### REQUIRED TASK
Lay out the items below as a Markdown table with the columns "Row" and "Line": number each row and put one line in each, leaving out blank lines.

[Start of RECORDED INFORMATION]

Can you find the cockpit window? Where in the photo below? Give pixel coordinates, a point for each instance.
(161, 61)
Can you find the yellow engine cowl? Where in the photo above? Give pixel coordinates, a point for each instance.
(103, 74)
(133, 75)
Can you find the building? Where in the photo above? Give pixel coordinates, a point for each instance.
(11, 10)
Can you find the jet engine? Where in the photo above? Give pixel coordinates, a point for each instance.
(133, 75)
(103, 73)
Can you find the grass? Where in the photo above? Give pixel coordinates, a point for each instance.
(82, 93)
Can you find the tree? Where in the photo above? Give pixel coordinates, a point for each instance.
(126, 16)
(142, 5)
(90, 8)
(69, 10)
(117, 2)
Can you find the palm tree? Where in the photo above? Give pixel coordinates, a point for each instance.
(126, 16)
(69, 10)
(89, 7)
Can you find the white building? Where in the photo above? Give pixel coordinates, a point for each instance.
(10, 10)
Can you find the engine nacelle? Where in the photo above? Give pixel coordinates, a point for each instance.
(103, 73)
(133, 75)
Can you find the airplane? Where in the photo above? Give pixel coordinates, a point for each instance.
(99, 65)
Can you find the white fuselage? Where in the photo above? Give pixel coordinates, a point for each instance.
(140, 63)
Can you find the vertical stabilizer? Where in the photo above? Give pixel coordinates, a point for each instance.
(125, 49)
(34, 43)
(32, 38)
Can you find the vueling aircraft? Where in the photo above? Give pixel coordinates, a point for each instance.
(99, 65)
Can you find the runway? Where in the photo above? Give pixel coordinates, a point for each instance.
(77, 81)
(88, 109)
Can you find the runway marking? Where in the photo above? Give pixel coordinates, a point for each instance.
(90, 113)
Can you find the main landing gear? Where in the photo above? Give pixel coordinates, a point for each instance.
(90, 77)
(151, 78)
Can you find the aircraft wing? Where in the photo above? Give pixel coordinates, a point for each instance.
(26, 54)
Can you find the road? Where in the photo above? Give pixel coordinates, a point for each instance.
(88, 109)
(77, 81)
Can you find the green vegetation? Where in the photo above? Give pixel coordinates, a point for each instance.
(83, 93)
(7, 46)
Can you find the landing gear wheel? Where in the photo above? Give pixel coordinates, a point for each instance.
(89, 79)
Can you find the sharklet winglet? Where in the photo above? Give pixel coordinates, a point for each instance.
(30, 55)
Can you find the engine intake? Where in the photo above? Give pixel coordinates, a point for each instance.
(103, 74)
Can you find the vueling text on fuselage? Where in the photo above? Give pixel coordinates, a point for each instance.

[End of RECORDED INFORMATION]

### WRITTEN ANSWER
| Row | Line |
|---|---|
| 1 | Can you find the cockpit window? Where in the photo below? Give pixel coordinates, a point for each instance. |
| 2 | (161, 61) |
| 3 | Can you find the yellow engine cowl? Where in the photo above? Give pixel coordinates, a point for each instance. |
| 4 | (103, 74) |
| 5 | (133, 75) |
| 6 | Can you find the building? Where in the photo above? Give pixel coordinates, a point for each instance. |
| 7 | (11, 10) |
| 8 | Can you find the jet engine? Where in the photo above? Give pixel coordinates, a point for each instance. |
| 9 | (133, 75) |
| 10 | (103, 73) |
| 11 | Can you find the grass? Where in the photo above? Give pixel coordinates, a point for each instance. |
| 12 | (82, 93) |
| 13 | Can you find the tree? Where in the photo above? Give pixel coordinates, a point for each instance. |
| 14 | (126, 16) |
| 15 | (142, 5) |
| 16 | (90, 8) |
| 17 | (69, 10) |
| 18 | (117, 2) |
| 19 | Can you find the palm tree? Where in the photo above? Give pixel coordinates, a point for each instance. |
| 20 | (126, 16) |
| 21 | (69, 10) |
| 22 | (89, 7) |
| 23 | Can you find the white building? Where in the photo above? Give pixel coordinates, a point for each instance. |
| 24 | (10, 10) |
| 25 | Can you find the engine nacelle? Where in the photo above? Give pixel coordinates, a point for each instance. |
| 26 | (103, 73) |
| 27 | (133, 75) |
| 28 | Can you find the airplane? Where in the photo above? Give pixel coordinates, a point for each instance. |
| 29 | (99, 65) |
| 30 | Can you find the white fuselage? Where in the photo above? Give pixel coordinates, a point for each instance. |
| 31 | (140, 63) |
| 32 | Can you find the vertical stabilizer? Where in the photo above? Give pixel coordinates, a point for each instance. |
| 33 | (125, 49) |
| 34 | (34, 43) |
| 35 | (32, 38) |
| 36 | Can you find the vueling aircraft? Where in the photo above? Give pixel coordinates, a point for each instance. |
| 37 | (99, 65) |
| 38 | Can you find the runway? Where in the photo above? Give pixel coordinates, a point for each instance. |
| 39 | (77, 81) |
| 40 | (88, 109) |
| 41 | Can you find the runway marking? Where in the photo above? Give pixel coordinates, a point for each instance. |
| 42 | (90, 113) |
| 43 | Can you find the main landing gear? Where in the photo above? Give pixel coordinates, a point for each instance. |
| 44 | (90, 77) |
| 45 | (151, 78) |
| 46 | Can you find the aircraft wing? Where in the photo above? Give pixel coordinates, a point for each instance. |
| 47 | (26, 54) |
| 48 | Can you find the road? Where in the photo above? Give pixel coordinates, a point for each instance. |
| 49 | (88, 109) |
| 50 | (77, 81) |
| 51 | Can you find the green vegetation? Where in the photo above? Give pixel coordinates, a point for each instance. |
| 52 | (83, 93) |
| 53 | (7, 46) |
| 54 | Can you find the landing gear wheel? Where in the photo above? Give pixel coordinates, a point for each instance. |
| 55 | (89, 79) |
| 56 | Can you find the sharklet winglet? Where in the photo above? Give pixel coordinates, a point for each instance. |
| 57 | (30, 55) |
| 58 | Can you find the engine intake? Where in the photo above? Give pixel coordinates, a point for each instance. |
| 59 | (103, 74) |
| 60 | Can you find the vueling text on fuselage? Where in the photo above? Give pixel coordinates, a point for each instance. |